◆ ИСХОДНЫЙ ТЕКСТ:
Когда мы отъехали, шофер-солдат сказал, что он опасался за мою жизнь, так как солдаты вообразили, что я приехал арестовать их командира, и некоторые имели при себе ручные бомбы во время беседы на этот случай.

На другой день я беседовал с другим полком того же корпуса и уехал от командира корпуса лишь после обеда, так и не узнав, чем все это кончилось. Из Елецкого полка никто не приезжал. Потом уже я где-то слышал, но не поручусь за достоверность, что все-таки выбранного командира как-то удалось устранить, чуть ли не арестовав его.

Нарочно так подробно остановился на этом эпизоде, как характерном, чтобы выявить всю трудность, подчас трагизм положения командования всего через полтора месяца после Февральского переворота.

Посетил я и Гвардейский кавалерийский корпус. Командовал тогда им молодой, бравый генерал Арсеньев. К моему удивлению, я узнал, что это сын К. К. Арсеньева, одного из редакторов «Вестника Европы», с которым приходилось встречаться на общественном поприще. Разложение коснулось уже и гвардии. Из осмотренных мной частей наиболее стойкими оказались казаки, потом кавалерия, потом пехота. Первым из гвардейских полков я посетил Конногвардейский. Я подъезжал к местоположению полка с ехавшим из тыла генералом Гартманом, который уже, неугодный полку, должен был сдать командование им, для чего и приехал. На станции никто из полка его не встретил. Не знаю истории его устранения и не помню, кто его тогда заменил. Беседа моя с чинами полка не представляла ничего особенного, и аудитория была немногочисленна вследствие растяжения линии расположения. Вся кавалерия несла пешую окопную службу, лошади были в обозе. Потом посетил остальные полки. Из петроградских знакомых офицеров встретил немногих, все более была незнакомая уже мне молодежь, а старшие получили или командное назначение в других частях, или были перебиты. Лейб-гвардии Гусарский и Уланский полки были растянуты длинной линией на передовых позициях по реке Стоход, а потому в окопах и в перелесках приходилось беседовать с небольшими группами офицеров и солдат. Никаких эксцессов и резкостей в этих частях не замечалось, но полковые и другие комитеты уже начали формироваться, и потом, по слухам, разложение быстро пошло и в гвардейских частях.

Война была в этом месте чисто позиционная, перестрелка вялая. Раз только, когда я беседовал под вечер в котловинке с группой улан, нас, вероятно, заметили, несколько снарядов перелетело, а когда они стали ложиться ближе, эскадронный командир просил прекратить беседу, пока не стемнеет.

Выдержки из набора данных по указанию объектов:

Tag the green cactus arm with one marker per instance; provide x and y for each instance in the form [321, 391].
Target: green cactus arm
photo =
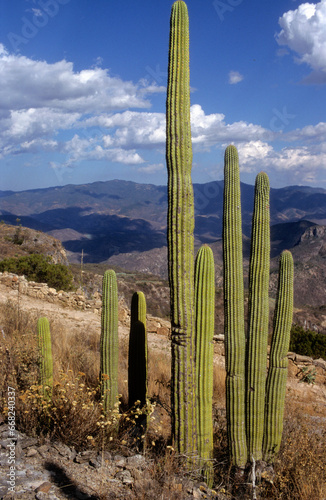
[109, 343]
[234, 329]
[278, 361]
[45, 356]
[258, 318]
[180, 233]
[205, 317]
[137, 363]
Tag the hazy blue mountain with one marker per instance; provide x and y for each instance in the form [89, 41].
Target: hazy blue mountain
[114, 217]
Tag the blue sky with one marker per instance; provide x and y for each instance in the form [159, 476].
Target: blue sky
[82, 90]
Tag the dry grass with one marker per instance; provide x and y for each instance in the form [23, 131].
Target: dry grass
[75, 413]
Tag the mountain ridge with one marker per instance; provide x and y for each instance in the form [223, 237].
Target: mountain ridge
[108, 218]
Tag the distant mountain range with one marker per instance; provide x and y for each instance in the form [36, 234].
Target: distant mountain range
[105, 219]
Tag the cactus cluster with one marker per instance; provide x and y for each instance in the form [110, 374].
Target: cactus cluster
[254, 406]
[254, 400]
[253, 416]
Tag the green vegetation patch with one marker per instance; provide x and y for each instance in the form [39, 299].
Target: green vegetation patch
[40, 268]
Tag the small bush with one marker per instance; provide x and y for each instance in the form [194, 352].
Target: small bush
[307, 343]
[40, 268]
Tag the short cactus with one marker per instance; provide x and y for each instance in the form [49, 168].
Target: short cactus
[278, 361]
[205, 316]
[45, 357]
[137, 365]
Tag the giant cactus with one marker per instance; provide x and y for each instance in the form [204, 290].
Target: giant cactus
[264, 401]
[180, 234]
[45, 356]
[205, 316]
[258, 317]
[278, 361]
[234, 328]
[109, 345]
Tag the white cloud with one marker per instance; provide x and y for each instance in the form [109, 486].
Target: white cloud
[303, 31]
[152, 168]
[210, 130]
[235, 77]
[301, 164]
[38, 100]
[26, 83]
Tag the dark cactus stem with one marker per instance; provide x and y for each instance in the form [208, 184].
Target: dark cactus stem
[234, 324]
[109, 346]
[137, 366]
[205, 318]
[258, 318]
[180, 234]
[278, 361]
[45, 357]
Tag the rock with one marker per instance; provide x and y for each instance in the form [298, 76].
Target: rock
[44, 487]
[125, 476]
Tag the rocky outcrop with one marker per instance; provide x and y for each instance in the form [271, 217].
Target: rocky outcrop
[31, 469]
[77, 300]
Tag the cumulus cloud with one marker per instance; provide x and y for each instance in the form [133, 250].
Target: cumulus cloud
[303, 31]
[26, 83]
[235, 77]
[210, 130]
[38, 100]
[300, 164]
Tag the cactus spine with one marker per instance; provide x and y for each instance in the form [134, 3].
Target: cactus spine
[109, 346]
[45, 356]
[258, 317]
[278, 361]
[205, 316]
[137, 366]
[234, 328]
[180, 233]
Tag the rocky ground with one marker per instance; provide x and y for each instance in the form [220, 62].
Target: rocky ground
[47, 470]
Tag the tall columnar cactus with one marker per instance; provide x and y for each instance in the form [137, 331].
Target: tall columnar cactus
[205, 316]
[180, 233]
[109, 345]
[234, 327]
[264, 401]
[258, 317]
[45, 356]
[278, 361]
[137, 366]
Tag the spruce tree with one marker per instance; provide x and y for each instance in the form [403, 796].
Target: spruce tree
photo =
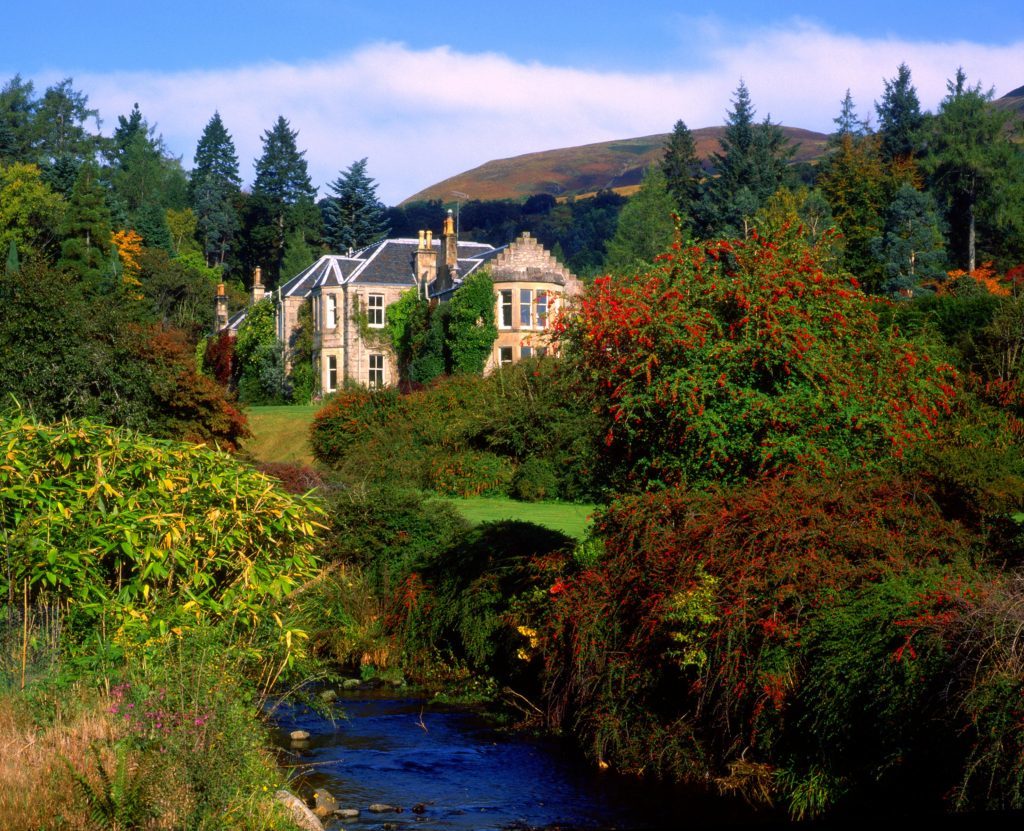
[85, 230]
[283, 200]
[976, 169]
[17, 105]
[213, 189]
[900, 120]
[645, 225]
[751, 167]
[910, 248]
[682, 172]
[353, 217]
[847, 123]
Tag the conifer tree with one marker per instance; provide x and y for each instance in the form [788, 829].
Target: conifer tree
[214, 189]
[976, 169]
[682, 172]
[353, 217]
[283, 200]
[85, 230]
[751, 167]
[910, 249]
[853, 180]
[847, 123]
[17, 105]
[645, 225]
[900, 120]
[145, 178]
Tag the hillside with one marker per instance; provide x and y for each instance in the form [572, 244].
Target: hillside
[1013, 100]
[569, 171]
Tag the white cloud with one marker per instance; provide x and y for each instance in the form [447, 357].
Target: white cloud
[423, 115]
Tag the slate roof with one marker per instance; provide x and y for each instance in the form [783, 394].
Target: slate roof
[389, 262]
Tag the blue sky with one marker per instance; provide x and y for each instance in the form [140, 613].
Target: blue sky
[428, 89]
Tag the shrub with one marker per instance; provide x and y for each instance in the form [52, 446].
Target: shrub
[148, 533]
[470, 473]
[697, 637]
[535, 480]
[732, 359]
[389, 532]
[466, 598]
[348, 418]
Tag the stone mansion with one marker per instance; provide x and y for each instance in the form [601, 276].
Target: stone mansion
[350, 293]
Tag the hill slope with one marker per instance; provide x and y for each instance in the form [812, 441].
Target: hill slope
[590, 167]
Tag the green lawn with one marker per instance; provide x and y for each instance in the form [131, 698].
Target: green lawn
[568, 518]
[281, 434]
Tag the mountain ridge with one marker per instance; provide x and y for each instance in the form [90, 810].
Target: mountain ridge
[615, 164]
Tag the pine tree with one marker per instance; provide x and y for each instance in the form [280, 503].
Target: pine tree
[900, 120]
[85, 230]
[847, 123]
[682, 172]
[910, 248]
[283, 200]
[854, 181]
[17, 105]
[353, 217]
[975, 168]
[214, 188]
[143, 174]
[751, 167]
[645, 225]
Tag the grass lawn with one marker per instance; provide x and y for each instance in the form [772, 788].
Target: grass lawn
[568, 518]
[281, 434]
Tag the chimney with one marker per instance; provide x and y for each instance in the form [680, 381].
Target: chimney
[258, 292]
[450, 255]
[425, 263]
[221, 308]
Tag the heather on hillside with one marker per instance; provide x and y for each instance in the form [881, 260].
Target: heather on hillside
[734, 358]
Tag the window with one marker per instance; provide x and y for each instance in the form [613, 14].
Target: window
[376, 372]
[332, 311]
[505, 308]
[542, 309]
[332, 373]
[526, 308]
[375, 310]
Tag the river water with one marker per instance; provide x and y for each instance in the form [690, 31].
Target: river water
[464, 774]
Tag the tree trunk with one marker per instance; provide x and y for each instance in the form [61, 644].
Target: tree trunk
[970, 237]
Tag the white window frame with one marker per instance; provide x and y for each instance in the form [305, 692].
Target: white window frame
[542, 302]
[332, 374]
[376, 377]
[505, 305]
[375, 311]
[525, 308]
[332, 312]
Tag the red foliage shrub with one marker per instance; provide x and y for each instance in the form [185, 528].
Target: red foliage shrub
[699, 604]
[180, 403]
[733, 359]
[295, 478]
[219, 358]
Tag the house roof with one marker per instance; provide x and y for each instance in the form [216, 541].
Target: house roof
[389, 262]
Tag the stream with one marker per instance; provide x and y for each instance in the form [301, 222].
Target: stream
[461, 773]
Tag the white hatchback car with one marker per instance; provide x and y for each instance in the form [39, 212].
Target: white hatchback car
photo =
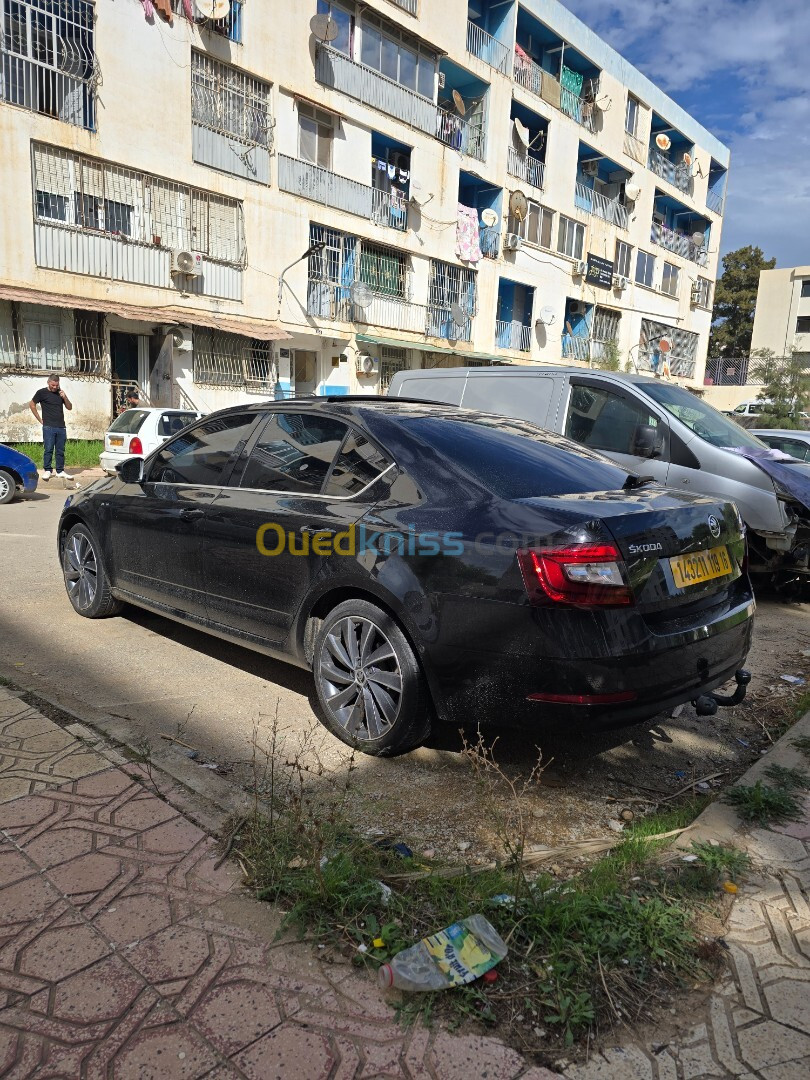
[136, 432]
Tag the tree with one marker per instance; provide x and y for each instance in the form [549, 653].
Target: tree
[785, 388]
[734, 301]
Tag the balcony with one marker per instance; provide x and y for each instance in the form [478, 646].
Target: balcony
[327, 300]
[512, 335]
[677, 243]
[486, 48]
[599, 205]
[526, 167]
[338, 192]
[364, 84]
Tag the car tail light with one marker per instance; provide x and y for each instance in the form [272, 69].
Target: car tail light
[580, 575]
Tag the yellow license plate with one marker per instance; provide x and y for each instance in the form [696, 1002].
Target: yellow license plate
[700, 566]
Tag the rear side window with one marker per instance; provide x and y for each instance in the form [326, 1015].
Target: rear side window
[514, 459]
[130, 421]
[294, 454]
[359, 464]
[170, 423]
[201, 455]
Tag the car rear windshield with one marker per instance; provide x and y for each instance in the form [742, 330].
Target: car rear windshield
[129, 421]
[514, 459]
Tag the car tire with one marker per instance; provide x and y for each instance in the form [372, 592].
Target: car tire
[8, 486]
[370, 689]
[85, 580]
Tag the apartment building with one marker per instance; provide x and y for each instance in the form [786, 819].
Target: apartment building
[251, 200]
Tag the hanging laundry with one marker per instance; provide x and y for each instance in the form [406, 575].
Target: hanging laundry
[468, 237]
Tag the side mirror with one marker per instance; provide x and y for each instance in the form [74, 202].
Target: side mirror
[131, 471]
[646, 441]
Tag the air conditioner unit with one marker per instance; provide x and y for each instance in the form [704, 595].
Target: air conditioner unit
[186, 262]
[367, 365]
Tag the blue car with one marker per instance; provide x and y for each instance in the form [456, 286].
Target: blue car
[17, 474]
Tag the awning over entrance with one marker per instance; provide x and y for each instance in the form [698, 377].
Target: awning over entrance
[423, 347]
[169, 314]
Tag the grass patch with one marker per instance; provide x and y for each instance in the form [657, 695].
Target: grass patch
[764, 805]
[583, 953]
[79, 453]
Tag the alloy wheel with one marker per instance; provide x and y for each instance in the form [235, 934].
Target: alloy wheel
[81, 571]
[361, 678]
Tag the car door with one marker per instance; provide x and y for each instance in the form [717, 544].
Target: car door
[612, 420]
[292, 501]
[157, 526]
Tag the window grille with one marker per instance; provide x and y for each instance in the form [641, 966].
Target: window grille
[48, 62]
[229, 102]
[82, 193]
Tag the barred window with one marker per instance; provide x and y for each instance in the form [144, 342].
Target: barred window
[91, 196]
[229, 102]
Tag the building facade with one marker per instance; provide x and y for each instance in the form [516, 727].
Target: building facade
[272, 203]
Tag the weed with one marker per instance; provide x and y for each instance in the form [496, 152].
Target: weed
[764, 805]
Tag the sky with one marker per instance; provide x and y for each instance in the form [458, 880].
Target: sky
[741, 68]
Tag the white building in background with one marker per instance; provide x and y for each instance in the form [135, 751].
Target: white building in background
[237, 206]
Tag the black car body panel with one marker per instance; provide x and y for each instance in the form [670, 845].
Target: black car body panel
[190, 551]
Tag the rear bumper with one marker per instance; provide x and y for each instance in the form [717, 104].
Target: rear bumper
[494, 688]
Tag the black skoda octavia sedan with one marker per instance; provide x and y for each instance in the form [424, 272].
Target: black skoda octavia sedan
[427, 563]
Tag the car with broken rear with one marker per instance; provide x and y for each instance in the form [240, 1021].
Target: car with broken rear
[429, 564]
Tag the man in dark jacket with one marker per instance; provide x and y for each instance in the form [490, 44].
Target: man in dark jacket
[53, 401]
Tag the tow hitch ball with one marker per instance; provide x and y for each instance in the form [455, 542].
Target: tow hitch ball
[707, 703]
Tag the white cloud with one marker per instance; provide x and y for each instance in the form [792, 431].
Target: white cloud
[760, 46]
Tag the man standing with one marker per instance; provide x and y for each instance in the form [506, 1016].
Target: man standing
[53, 402]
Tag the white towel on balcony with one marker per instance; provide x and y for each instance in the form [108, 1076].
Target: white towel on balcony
[468, 241]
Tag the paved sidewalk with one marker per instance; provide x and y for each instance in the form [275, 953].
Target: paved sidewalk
[757, 1021]
[126, 954]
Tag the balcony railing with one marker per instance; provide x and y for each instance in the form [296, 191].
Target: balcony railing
[677, 174]
[594, 202]
[512, 335]
[489, 238]
[526, 169]
[370, 88]
[322, 186]
[462, 134]
[327, 300]
[679, 244]
[487, 48]
[634, 147]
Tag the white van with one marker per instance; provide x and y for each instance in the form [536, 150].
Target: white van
[651, 427]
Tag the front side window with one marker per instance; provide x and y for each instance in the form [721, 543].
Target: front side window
[294, 453]
[570, 238]
[605, 420]
[202, 455]
[645, 269]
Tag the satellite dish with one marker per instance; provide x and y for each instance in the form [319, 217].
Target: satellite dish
[324, 27]
[518, 205]
[361, 295]
[522, 132]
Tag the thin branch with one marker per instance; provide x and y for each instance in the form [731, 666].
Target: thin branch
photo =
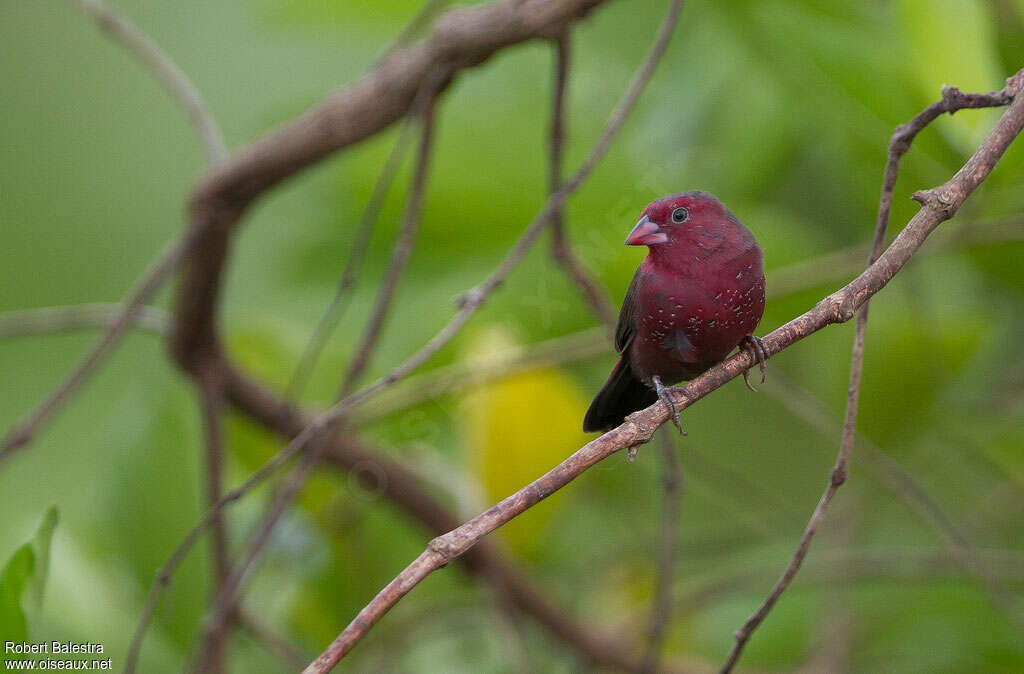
[184, 93]
[938, 205]
[660, 605]
[282, 647]
[472, 299]
[952, 100]
[224, 606]
[461, 376]
[560, 248]
[25, 430]
[409, 32]
[123, 31]
[594, 342]
[50, 320]
[903, 485]
[167, 570]
[211, 408]
[402, 489]
[402, 245]
[461, 39]
[350, 272]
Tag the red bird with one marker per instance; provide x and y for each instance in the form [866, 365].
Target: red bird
[697, 295]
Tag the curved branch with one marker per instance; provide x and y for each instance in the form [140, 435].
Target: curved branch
[952, 100]
[184, 92]
[938, 205]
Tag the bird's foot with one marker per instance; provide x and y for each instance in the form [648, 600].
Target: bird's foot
[756, 348]
[666, 396]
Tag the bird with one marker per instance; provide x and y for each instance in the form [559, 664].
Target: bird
[698, 294]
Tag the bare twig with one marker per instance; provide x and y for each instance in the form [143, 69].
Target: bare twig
[49, 320]
[460, 376]
[668, 542]
[285, 649]
[472, 299]
[938, 205]
[26, 429]
[560, 248]
[176, 83]
[350, 274]
[402, 245]
[184, 93]
[461, 39]
[409, 32]
[224, 605]
[952, 99]
[905, 486]
[594, 342]
[211, 408]
[399, 487]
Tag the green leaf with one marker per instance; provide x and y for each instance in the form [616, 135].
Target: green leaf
[12, 581]
[24, 579]
[41, 548]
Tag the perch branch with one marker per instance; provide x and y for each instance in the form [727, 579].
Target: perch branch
[942, 200]
[401, 488]
[49, 320]
[938, 205]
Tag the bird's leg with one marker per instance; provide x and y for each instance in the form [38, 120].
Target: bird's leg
[756, 348]
[666, 396]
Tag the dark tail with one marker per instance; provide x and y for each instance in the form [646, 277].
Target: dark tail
[622, 394]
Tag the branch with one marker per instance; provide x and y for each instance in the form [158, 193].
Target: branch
[49, 320]
[402, 489]
[944, 203]
[402, 245]
[297, 479]
[594, 342]
[560, 248]
[472, 299]
[123, 31]
[350, 272]
[273, 642]
[211, 408]
[903, 485]
[182, 90]
[660, 605]
[938, 205]
[461, 39]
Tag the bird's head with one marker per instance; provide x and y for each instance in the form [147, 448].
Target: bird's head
[691, 224]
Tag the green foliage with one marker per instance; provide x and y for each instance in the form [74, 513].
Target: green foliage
[781, 108]
[24, 579]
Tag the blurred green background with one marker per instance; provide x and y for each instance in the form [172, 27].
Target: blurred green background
[782, 109]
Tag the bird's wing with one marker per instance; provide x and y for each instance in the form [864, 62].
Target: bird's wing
[627, 327]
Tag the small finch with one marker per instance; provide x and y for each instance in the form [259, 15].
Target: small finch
[697, 295]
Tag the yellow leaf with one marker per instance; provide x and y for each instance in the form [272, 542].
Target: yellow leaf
[515, 429]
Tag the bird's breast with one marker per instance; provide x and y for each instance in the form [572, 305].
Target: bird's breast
[686, 324]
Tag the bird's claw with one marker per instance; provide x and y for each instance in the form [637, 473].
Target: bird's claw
[666, 396]
[753, 345]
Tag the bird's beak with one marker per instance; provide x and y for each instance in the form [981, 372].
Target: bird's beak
[646, 234]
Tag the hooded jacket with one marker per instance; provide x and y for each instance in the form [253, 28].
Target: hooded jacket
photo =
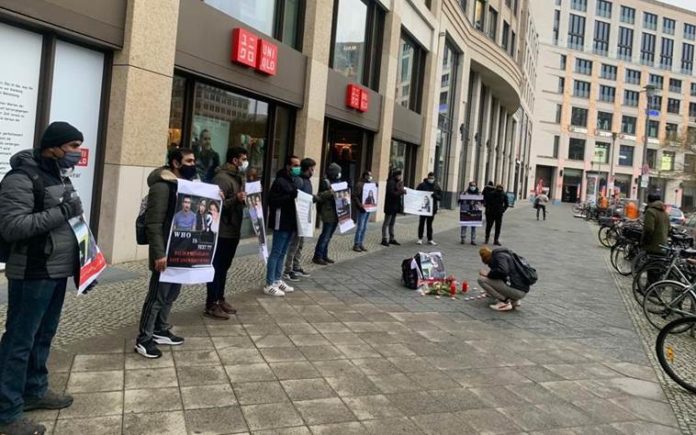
[42, 243]
[655, 227]
[231, 182]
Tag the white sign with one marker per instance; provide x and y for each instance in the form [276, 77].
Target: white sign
[418, 202]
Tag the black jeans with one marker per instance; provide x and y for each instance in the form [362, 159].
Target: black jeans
[222, 261]
[33, 313]
[423, 221]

◆ ЧТО НУЖНО СДЕЛАТЬ: Выпишите из текста о поездке по полкам отрывок от слов «Когда мы отъехали, шофер-солдат» до слов «после Февральского переворота.» включительно, ничего не меняя.

◆ РЕШЕНИЕ С РАЗБОРОМ:
Когда мы отъехали, шофер-солдат сказал, что он опасался за мою жизнь, так как солдаты вообразили, что я приехал арестовать их командира, и некоторые имели при себе ручные бомбы во время беседы на этот случай.

На другой день я беседовал с другим полком того же корпуса и уехал от командира корпуса лишь после обеда, так и не узнав, чем все это кончилось. Из Елецкого полка никто не приезжал. Потом уже я где-то слышал, но не поручусь за достоверность, что все-таки выбранного командира как-то удалось устранить, чуть ли не арестовав его.

Нарочно так подробно остановился на этом эпизоде, как характерном, чтобы выявить всю трудность, подчас трагизм положения командования всего через полтора месяца после Февральского переворота.